AVAILABLE DATA below:

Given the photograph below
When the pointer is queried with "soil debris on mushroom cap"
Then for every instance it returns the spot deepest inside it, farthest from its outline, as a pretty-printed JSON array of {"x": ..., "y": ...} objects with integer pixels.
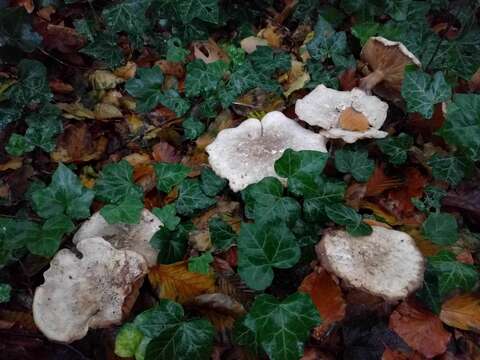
[
  {"x": 247, "y": 153},
  {"x": 87, "y": 292},
  {"x": 385, "y": 263}
]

End of AVAILABLE DATA.

§ YOUR ASSIGNMENT: Repeat verbatim the range of lines that opens at the line containing "When the pointer" and closes at the last line of the entries, excluding all pictures.

§ TASK RESULT:
When the pointer is queried with "soil debris on mushroom cap"
Then for every instance it returns the spot deepest inside it, farthest from its outline, as a pretty-printed JSON array of {"x": ..., "y": ...} objects with integer pixels.
[
  {"x": 247, "y": 153},
  {"x": 87, "y": 292},
  {"x": 385, "y": 263}
]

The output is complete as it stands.